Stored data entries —
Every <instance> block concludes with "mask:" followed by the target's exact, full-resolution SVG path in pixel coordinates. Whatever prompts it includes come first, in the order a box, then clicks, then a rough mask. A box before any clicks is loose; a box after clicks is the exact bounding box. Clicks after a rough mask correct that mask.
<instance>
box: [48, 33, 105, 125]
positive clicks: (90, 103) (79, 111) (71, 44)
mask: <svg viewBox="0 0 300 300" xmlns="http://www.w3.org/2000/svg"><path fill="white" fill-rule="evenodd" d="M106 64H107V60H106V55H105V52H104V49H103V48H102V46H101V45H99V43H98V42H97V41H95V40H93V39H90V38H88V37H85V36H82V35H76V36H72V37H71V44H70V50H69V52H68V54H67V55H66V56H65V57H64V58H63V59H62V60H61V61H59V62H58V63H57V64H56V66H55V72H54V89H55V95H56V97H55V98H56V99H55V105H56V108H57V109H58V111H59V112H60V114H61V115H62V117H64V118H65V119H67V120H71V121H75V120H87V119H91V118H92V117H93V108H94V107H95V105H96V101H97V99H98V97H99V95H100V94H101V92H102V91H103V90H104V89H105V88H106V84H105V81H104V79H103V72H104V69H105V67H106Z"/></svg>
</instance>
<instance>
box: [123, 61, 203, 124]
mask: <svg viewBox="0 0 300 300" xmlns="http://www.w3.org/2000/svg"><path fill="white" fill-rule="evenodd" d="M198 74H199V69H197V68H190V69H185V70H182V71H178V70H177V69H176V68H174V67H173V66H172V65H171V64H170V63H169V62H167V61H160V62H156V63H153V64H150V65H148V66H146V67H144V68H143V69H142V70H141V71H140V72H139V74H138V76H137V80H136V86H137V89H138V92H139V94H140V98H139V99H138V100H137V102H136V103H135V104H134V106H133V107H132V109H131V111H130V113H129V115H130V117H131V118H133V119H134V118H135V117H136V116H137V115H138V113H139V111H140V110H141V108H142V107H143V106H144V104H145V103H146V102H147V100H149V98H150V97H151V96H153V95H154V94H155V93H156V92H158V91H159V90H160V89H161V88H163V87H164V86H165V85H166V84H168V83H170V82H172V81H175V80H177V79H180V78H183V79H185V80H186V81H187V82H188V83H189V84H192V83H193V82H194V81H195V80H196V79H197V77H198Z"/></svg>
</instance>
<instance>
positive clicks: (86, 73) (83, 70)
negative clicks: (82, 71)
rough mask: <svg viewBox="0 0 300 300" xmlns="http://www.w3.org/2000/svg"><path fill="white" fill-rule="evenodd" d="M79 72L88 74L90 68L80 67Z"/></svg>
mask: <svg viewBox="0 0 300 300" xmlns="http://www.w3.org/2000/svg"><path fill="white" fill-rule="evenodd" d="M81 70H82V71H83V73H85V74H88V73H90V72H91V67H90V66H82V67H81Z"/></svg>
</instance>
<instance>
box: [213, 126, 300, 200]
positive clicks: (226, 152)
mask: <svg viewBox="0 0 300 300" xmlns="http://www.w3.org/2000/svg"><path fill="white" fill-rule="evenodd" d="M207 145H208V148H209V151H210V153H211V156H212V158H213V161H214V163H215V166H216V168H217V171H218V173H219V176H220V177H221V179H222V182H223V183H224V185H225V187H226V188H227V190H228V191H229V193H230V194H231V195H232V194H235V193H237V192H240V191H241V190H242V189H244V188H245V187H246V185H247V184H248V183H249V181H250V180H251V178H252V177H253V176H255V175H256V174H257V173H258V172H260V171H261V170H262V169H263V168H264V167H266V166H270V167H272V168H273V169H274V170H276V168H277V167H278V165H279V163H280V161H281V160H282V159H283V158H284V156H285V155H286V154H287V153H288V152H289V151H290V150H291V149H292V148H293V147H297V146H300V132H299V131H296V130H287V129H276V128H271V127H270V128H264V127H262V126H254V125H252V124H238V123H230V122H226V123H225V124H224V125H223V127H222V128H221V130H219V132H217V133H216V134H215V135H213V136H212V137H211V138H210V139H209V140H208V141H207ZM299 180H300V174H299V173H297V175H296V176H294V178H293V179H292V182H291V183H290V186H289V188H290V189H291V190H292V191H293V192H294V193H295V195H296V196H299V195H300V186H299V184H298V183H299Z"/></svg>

EXERCISE REQUIREMENTS —
Each of the entries above needs to be given again exactly.

ANSWER —
Every <instance> block concludes with "mask:" followed by the target's exact, full-resolution SVG path in pixel coordinates. Whatever prompts it includes come first, in the order a box, then clicks, then a rough mask. A box before any clicks is loose; a box after clicks is the exact bounding box. Clicks after a rough mask correct that mask.
<instance>
box: [48, 33, 105, 125]
positive clicks: (90, 103) (79, 111) (71, 44)
mask: <svg viewBox="0 0 300 300" xmlns="http://www.w3.org/2000/svg"><path fill="white" fill-rule="evenodd" d="M106 64H107V60H106V55H105V52H104V49H103V48H102V46H101V45H99V43H98V42H97V41H95V40H93V39H90V38H88V37H85V36H82V35H76V36H72V37H71V44H70V50H69V52H68V54H67V55H66V56H65V57H64V58H63V59H62V60H61V61H59V62H58V63H57V64H56V66H55V72H54V89H55V95H56V97H55V98H56V99H55V105H56V108H57V109H58V111H59V112H60V114H61V115H62V117H64V118H65V119H67V120H71V121H75V120H87V119H91V118H92V117H93V108H94V107H95V105H96V101H97V99H98V97H99V95H100V94H101V92H102V91H103V90H104V89H105V88H106V84H105V81H104V79H103V72H104V69H105V67H106Z"/></svg>
</instance>
<instance>
box: [123, 61, 203, 124]
mask: <svg viewBox="0 0 300 300" xmlns="http://www.w3.org/2000/svg"><path fill="white" fill-rule="evenodd" d="M198 74H199V69H197V68H190V69H185V70H182V71H178V70H177V69H176V68H174V67H173V66H172V65H171V64H170V63H169V62H167V61H160V62H156V63H153V64H150V65H148V66H146V67H144V68H143V69H142V70H141V71H140V72H139V74H138V76H137V80H136V86H137V89H138V92H139V94H140V98H139V99H138V100H137V102H136V103H135V104H134V106H133V107H132V109H131V111H130V113H129V115H130V117H131V118H133V119H134V118H135V117H136V116H137V115H138V113H139V111H140V110H141V108H142V107H143V106H144V104H145V103H146V102H147V100H149V98H150V97H151V96H153V95H154V94H155V93H156V92H158V91H159V90H160V89H161V88H163V87H164V86H165V85H166V84H168V83H170V82H172V81H175V80H177V79H180V78H183V79H185V80H186V81H187V82H188V83H189V84H192V83H193V82H194V81H195V80H196V79H197V77H198Z"/></svg>
</instance>
<instance>
positive clicks: (86, 73) (83, 70)
negative clicks: (82, 71)
rough mask: <svg viewBox="0 0 300 300" xmlns="http://www.w3.org/2000/svg"><path fill="white" fill-rule="evenodd" d="M79 72L88 74L90 68L80 67Z"/></svg>
mask: <svg viewBox="0 0 300 300" xmlns="http://www.w3.org/2000/svg"><path fill="white" fill-rule="evenodd" d="M81 70H82V71H83V73H85V74H88V73H90V72H91V67H90V66H82V67H81Z"/></svg>
</instance>
<instance>
box: [213, 126, 300, 200]
positive clicks: (226, 152)
mask: <svg viewBox="0 0 300 300" xmlns="http://www.w3.org/2000/svg"><path fill="white" fill-rule="evenodd" d="M207 145H208V148H209V151H210V153H211V156H212V158H213V161H214V163H215V166H216V168H217V171H218V173H219V176H220V177H221V179H222V182H223V183H224V185H225V187H226V188H227V190H228V191H229V193H230V194H231V195H232V194H235V193H237V192H240V191H241V190H242V189H244V188H245V187H246V185H247V184H248V183H249V181H250V180H251V178H252V177H253V176H255V175H256V174H257V173H258V172H260V171H261V170H262V169H263V168H264V167H266V166H270V167H272V168H273V169H274V170H276V168H277V167H278V165H279V163H280V161H281V160H282V159H283V158H284V156H285V155H286V154H287V153H288V152H289V151H290V150H291V149H292V148H293V147H297V146H300V132H299V131H296V130H287V129H276V128H271V127H270V128H264V127H262V126H254V125H252V124H238V123H230V122H226V123H225V124H224V125H223V127H222V128H221V130H219V132H217V133H216V134H215V135H213V136H212V137H211V138H210V139H209V140H208V141H207ZM299 180H300V174H299V173H297V175H296V176H294V178H293V179H292V182H291V183H290V186H289V188H290V189H291V190H292V191H293V192H294V193H295V195H296V196H299V195H300V186H299V184H298V183H299Z"/></svg>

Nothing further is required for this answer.